• Task to carry out: Word for word, repeat each line of the listing below.

** Excerpted data follows **

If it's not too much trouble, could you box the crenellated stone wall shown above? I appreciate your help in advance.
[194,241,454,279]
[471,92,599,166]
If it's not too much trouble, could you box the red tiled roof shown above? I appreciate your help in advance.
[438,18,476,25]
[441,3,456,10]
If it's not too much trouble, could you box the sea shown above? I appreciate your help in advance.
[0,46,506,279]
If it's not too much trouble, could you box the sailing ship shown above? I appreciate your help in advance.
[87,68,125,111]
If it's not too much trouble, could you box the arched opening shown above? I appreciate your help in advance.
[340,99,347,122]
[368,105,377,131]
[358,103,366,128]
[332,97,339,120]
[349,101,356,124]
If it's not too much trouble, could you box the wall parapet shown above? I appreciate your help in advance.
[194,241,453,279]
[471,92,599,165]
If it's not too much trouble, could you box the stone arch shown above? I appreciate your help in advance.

** End of Excerpted data **

• Response to the exercise:
If it's not too much trouble, could you box the crenellated stone wall shown above? I appreciate your help in advance.
[194,241,454,279]
[471,92,599,166]
If it's not too much trouble, could you box the red tiled roof shown above? I appreciate your help in advance.
[438,18,476,25]
[441,3,456,10]
If it's not too much trouble, could you box the sea shown above? I appreciate your help in advance.
[0,46,506,279]
If it's not too much trouble, could you box the sailing ship shown above? I appreciate your help in advance.
[87,68,125,111]
If it's not too much trouble, could you box the arched opening shown above? I appreciate your help in advance.
[340,99,347,122]
[368,105,377,131]
[358,103,366,128]
[332,97,339,120]
[349,101,356,124]
If it's not too much trouble, could you box the wall parapet shown above? I appreciate your help in advance.
[194,241,453,279]
[471,92,599,165]
If it's not too much trouble, could you box the stone arch shown above? I appreciate your help in advance.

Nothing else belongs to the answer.